- EXERCISE DETAILS: Find every line in the records that contains the string "clicks", matching case exactly, and copy each of those lines in full.

______________________________

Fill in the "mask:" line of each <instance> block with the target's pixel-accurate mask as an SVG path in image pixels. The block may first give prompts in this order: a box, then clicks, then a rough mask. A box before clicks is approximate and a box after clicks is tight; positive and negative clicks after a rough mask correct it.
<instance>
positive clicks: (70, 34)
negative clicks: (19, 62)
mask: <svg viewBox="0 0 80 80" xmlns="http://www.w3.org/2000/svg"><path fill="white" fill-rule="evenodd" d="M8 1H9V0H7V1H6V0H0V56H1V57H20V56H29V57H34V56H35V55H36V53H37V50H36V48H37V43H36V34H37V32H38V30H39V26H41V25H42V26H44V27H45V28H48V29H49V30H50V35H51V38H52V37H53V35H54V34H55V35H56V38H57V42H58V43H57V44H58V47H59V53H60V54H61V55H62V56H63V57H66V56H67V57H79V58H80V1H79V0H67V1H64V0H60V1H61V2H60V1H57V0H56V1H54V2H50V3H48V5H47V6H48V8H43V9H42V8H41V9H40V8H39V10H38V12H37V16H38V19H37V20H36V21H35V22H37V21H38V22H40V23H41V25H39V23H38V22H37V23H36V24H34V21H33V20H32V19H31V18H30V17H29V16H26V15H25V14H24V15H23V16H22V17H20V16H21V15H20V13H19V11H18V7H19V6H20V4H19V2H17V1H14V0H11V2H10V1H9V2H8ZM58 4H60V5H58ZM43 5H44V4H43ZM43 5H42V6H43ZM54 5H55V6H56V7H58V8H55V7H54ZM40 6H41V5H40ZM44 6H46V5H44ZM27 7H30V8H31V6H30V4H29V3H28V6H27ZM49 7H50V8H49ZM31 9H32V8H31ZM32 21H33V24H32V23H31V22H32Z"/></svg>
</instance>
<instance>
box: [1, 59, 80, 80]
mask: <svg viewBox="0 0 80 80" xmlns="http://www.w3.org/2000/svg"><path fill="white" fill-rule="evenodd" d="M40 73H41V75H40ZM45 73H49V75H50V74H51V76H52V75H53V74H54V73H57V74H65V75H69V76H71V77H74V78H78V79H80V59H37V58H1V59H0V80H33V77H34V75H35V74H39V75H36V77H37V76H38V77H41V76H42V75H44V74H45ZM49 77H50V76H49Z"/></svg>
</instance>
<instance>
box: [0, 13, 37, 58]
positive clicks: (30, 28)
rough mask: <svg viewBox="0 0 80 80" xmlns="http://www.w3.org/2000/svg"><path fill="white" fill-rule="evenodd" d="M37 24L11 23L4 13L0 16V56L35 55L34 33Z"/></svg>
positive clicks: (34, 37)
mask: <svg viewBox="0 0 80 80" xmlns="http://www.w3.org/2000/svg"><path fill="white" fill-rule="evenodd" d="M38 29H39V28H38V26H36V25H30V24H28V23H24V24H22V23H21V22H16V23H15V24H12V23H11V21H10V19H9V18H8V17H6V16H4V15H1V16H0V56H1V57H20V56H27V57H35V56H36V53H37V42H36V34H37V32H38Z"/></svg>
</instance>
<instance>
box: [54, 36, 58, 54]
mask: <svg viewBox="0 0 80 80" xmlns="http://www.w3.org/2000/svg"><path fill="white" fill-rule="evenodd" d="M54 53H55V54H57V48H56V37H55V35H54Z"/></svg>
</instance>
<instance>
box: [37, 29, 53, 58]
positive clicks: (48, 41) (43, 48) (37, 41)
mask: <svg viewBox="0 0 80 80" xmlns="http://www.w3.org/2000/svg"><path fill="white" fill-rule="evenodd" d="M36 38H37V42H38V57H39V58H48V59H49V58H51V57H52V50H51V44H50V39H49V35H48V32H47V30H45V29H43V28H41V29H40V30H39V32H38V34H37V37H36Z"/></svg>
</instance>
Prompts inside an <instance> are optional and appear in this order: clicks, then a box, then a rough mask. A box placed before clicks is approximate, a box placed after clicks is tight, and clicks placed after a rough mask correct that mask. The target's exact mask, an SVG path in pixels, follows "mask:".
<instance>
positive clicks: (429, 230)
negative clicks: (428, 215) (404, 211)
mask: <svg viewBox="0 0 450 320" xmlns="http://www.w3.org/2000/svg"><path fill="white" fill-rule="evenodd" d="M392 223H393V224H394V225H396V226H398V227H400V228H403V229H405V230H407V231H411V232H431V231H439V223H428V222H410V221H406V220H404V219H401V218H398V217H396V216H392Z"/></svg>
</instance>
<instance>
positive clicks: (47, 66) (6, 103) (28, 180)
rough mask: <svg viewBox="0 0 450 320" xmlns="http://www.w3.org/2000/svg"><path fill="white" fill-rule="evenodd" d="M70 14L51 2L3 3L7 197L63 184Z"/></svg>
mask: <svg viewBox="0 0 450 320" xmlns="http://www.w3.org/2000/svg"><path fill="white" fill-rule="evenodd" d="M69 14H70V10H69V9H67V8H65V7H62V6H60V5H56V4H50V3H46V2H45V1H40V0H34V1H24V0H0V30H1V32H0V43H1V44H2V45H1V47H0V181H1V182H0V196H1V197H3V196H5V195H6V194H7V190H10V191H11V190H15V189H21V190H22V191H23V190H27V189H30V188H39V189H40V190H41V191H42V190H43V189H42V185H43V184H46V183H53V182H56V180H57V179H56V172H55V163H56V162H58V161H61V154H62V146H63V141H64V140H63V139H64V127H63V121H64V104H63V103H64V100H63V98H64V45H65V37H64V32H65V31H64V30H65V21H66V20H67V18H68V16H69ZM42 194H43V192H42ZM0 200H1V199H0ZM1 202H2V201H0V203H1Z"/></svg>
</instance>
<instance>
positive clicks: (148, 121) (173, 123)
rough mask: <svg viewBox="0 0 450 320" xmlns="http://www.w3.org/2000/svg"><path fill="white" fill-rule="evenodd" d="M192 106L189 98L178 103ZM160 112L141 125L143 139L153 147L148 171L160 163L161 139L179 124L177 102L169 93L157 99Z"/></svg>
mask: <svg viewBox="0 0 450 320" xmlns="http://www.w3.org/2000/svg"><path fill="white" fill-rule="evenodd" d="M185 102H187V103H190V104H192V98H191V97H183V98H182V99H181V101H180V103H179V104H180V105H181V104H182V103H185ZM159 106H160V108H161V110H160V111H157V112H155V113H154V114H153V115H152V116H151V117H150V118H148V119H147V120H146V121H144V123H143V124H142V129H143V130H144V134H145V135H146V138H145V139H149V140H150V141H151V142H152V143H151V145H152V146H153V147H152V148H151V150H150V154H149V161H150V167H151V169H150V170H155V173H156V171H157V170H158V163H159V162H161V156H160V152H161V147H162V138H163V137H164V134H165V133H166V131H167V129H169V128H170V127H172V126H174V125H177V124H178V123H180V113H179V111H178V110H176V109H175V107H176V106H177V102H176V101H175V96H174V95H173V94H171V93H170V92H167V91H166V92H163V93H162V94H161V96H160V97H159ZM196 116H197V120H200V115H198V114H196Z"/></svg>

______________________________

- EXERCISE OUTPUT:
Fill in the "mask:" line of each <instance> block with the target's pixel-accurate mask as an SVG path in image pixels. The block may first give prompts in this order: a box, then clicks, then a rough mask. A box before clicks is approximate and a box after clicks is tight; positive and negative clicks after a rough mask correct it.
positive clicks: (70, 34)
negative clicks: (19, 62)
positive clicks: (30, 28)
positive clicks: (34, 37)
positive clicks: (48, 41) (43, 48) (37, 41)
Prompts inside an <instance> are optional and appear in this order: clicks, then a box, then a rough mask. A box placed before clicks is approximate, a box placed after clicks is tight, and clicks placed after a rough mask correct that mask. The target's exact mask, an SVG path in pixels, follows "mask:".
positive clicks: (429, 230)
negative clicks: (428, 215) (404, 211)
positive clicks: (47, 66) (6, 103) (28, 180)
positive clicks: (148, 121) (173, 123)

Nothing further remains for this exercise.